*WORK ITEM*.
Reproduce the closing run of lines below verbatim, from the line that contains "[locate] crate stack" up to and including the final line.

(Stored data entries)
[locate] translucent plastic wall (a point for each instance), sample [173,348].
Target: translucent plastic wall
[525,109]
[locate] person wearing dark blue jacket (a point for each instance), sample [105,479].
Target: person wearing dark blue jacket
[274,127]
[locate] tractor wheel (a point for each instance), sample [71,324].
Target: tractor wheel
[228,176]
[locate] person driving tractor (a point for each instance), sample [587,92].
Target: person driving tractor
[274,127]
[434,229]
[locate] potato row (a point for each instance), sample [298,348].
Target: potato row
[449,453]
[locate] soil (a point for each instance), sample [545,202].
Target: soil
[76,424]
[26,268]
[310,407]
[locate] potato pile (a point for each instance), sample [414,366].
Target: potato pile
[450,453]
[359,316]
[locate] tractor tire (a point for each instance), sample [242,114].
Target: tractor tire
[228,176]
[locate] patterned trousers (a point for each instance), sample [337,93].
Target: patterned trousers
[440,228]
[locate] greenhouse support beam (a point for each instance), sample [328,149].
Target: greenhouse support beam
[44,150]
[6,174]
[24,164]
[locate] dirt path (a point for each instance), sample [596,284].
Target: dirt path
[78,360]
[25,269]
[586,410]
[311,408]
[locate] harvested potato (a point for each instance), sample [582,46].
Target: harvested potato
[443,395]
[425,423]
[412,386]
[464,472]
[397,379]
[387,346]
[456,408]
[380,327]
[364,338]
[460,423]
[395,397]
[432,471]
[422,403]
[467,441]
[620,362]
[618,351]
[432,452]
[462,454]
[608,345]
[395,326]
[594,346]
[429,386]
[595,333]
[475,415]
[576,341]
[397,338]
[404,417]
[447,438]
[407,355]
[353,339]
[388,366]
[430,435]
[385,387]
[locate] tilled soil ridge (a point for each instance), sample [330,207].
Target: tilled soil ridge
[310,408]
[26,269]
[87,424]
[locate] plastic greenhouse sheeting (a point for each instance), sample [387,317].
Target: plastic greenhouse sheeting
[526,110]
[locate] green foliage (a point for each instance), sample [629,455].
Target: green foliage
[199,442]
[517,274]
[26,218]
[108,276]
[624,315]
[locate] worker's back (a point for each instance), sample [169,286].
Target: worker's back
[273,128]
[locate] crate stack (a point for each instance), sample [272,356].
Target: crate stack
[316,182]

*PROBLEM SOLUTION*.
[locate] crate stack (a point for each instance), sample [272,356].
Target: crate stack
[316,182]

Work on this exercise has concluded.